[Point localization data]
┌──

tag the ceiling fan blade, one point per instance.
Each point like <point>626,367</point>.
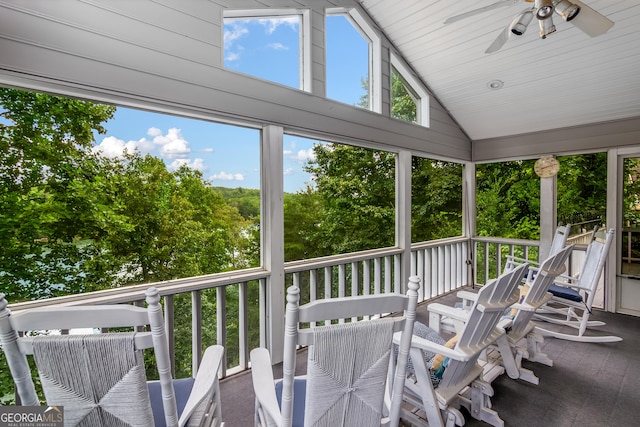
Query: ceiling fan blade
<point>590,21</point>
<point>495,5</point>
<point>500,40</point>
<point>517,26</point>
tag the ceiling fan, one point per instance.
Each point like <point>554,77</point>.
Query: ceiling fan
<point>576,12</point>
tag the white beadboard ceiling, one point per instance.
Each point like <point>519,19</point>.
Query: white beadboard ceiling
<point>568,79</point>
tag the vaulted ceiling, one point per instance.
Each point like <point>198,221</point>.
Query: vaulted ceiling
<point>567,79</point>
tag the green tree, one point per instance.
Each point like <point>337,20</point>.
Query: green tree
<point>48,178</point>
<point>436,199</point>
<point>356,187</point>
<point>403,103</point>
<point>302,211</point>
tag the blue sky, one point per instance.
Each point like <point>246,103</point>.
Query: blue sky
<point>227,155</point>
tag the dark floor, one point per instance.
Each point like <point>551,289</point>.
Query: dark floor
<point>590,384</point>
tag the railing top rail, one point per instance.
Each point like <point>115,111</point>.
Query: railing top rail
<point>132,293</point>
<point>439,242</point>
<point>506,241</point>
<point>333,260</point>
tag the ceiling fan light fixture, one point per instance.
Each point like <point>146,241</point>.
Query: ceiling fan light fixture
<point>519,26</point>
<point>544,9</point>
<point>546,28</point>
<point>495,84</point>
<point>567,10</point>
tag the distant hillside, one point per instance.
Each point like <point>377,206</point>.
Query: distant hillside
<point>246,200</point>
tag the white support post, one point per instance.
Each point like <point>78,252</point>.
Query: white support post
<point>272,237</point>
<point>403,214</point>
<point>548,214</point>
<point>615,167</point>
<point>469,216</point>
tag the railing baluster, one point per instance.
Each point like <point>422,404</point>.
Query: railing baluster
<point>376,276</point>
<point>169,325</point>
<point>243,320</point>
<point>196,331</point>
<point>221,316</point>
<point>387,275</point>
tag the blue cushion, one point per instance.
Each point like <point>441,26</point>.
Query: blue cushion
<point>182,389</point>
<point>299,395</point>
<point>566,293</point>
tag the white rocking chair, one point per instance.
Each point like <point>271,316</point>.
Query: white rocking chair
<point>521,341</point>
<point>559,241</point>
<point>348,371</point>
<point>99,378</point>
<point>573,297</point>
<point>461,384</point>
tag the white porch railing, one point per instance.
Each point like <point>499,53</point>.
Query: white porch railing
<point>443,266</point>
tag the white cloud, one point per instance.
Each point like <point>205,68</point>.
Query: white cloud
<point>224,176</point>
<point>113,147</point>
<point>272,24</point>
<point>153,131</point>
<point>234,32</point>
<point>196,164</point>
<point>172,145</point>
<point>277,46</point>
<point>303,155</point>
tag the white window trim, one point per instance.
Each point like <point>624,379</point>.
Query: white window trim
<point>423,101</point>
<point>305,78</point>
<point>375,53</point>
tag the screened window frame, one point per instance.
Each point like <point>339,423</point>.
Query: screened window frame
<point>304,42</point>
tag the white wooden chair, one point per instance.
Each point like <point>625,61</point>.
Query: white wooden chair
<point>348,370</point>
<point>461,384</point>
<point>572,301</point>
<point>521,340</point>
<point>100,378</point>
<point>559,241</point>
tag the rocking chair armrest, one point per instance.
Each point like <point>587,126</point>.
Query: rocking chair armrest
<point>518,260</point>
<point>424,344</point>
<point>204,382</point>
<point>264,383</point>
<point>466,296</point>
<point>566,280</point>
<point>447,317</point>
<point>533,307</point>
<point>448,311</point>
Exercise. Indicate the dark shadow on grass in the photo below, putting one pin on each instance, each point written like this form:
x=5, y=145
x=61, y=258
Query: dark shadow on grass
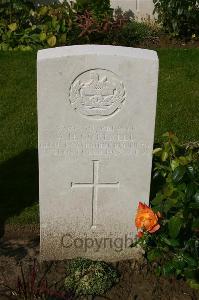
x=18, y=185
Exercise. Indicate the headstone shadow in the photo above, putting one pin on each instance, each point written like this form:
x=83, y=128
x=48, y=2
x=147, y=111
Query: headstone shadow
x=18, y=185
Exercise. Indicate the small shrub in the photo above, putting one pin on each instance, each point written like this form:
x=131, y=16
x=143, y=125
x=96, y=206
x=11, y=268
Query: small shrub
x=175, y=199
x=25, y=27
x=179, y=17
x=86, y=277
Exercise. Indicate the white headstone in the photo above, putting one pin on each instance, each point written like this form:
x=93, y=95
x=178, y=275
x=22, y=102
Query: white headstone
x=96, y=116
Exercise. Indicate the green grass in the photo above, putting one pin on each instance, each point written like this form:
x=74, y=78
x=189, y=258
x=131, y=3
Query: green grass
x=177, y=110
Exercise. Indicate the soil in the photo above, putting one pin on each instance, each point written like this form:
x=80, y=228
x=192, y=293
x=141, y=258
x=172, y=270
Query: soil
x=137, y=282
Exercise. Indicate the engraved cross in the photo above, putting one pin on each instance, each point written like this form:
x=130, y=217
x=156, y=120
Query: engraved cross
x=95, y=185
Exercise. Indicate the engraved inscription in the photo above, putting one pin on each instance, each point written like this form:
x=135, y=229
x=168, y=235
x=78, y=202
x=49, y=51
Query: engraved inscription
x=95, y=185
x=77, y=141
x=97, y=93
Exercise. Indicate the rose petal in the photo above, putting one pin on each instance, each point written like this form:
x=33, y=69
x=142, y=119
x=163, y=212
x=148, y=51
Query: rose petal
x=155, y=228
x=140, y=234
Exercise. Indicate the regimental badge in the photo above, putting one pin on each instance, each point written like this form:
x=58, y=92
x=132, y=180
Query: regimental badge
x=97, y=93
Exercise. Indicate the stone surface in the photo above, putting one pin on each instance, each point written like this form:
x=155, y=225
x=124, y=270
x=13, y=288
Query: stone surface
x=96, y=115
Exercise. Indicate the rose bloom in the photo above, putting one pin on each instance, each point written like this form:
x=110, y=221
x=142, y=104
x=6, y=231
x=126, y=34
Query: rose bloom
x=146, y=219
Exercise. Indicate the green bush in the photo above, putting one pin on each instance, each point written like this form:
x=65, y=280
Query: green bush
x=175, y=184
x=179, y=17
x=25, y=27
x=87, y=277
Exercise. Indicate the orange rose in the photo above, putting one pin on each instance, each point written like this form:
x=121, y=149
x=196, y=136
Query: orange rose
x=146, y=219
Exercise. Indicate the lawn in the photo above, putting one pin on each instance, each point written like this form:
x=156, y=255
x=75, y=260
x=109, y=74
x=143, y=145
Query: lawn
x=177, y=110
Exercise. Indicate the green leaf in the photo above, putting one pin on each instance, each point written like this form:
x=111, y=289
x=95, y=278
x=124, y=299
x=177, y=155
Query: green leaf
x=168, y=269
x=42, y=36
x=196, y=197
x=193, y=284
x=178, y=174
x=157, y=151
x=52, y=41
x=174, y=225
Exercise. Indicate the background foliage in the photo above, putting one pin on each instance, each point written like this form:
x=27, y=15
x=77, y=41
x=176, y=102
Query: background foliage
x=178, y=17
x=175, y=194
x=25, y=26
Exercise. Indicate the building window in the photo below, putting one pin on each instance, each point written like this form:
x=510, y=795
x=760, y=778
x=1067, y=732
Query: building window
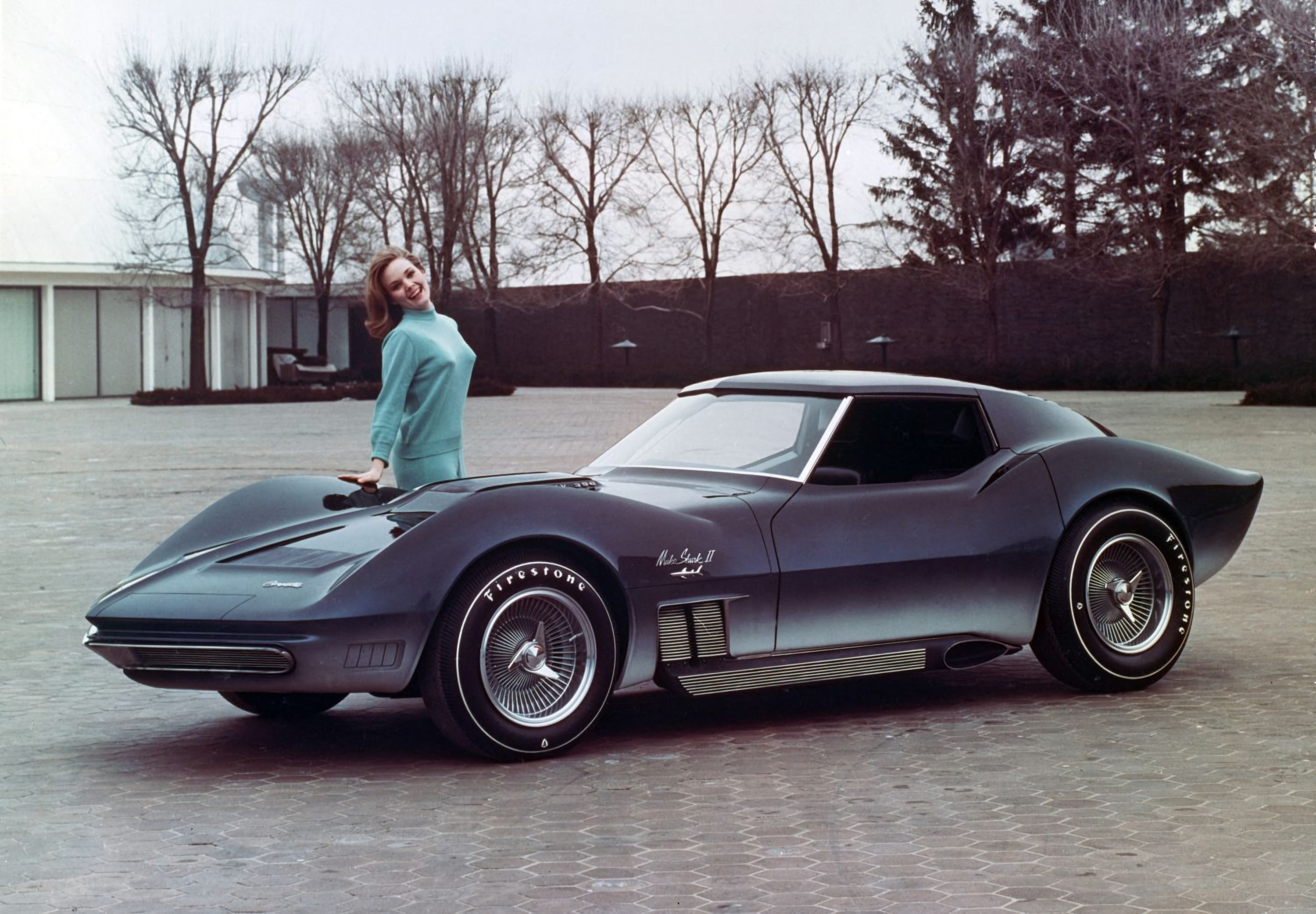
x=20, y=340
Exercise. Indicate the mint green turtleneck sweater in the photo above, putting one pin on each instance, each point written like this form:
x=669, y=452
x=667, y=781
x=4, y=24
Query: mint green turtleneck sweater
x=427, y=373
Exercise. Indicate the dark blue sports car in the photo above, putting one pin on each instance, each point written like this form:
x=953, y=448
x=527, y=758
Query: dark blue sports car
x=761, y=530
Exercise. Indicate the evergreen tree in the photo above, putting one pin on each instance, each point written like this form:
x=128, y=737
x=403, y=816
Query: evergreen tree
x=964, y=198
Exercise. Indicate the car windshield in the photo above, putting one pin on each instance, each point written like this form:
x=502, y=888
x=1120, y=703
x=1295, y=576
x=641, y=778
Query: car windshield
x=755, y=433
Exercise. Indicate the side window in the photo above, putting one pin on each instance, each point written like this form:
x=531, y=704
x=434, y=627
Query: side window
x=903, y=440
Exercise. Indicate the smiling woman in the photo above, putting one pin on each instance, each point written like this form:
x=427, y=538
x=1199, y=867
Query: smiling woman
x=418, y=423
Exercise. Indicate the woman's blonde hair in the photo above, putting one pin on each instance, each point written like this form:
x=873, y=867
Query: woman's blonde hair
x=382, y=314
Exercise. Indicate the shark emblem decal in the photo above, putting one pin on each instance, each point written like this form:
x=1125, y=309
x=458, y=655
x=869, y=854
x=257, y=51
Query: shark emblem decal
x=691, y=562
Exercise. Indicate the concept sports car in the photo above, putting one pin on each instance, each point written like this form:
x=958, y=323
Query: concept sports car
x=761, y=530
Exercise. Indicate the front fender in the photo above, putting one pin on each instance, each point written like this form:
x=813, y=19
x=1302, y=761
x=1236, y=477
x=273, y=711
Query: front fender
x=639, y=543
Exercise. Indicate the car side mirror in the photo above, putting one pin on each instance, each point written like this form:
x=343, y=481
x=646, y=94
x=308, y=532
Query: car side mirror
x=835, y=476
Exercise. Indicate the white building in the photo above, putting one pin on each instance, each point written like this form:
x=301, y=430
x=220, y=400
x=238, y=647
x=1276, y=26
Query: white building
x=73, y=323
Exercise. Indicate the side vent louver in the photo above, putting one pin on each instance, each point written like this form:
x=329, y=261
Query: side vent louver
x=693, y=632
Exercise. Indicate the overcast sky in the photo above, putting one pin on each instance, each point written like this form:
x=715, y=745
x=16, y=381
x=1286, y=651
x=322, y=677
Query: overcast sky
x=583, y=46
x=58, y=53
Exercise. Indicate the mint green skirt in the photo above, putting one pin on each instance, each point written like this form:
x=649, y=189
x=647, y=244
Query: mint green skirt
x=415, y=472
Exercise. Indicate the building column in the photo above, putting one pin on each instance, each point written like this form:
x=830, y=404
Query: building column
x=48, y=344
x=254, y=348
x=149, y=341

└──

PROBLEM TO WORK ON: Note every line of the records that holds the word "below", and copy it.

RESULT FOR THIS TASK:
Exercise. Indicate the dark shadow on grass in the photo below, putting one pin on each instance, each point written like this form:
Exercise. Indicate the building window in the photo below, putting one pin on each instance, each point written like this form:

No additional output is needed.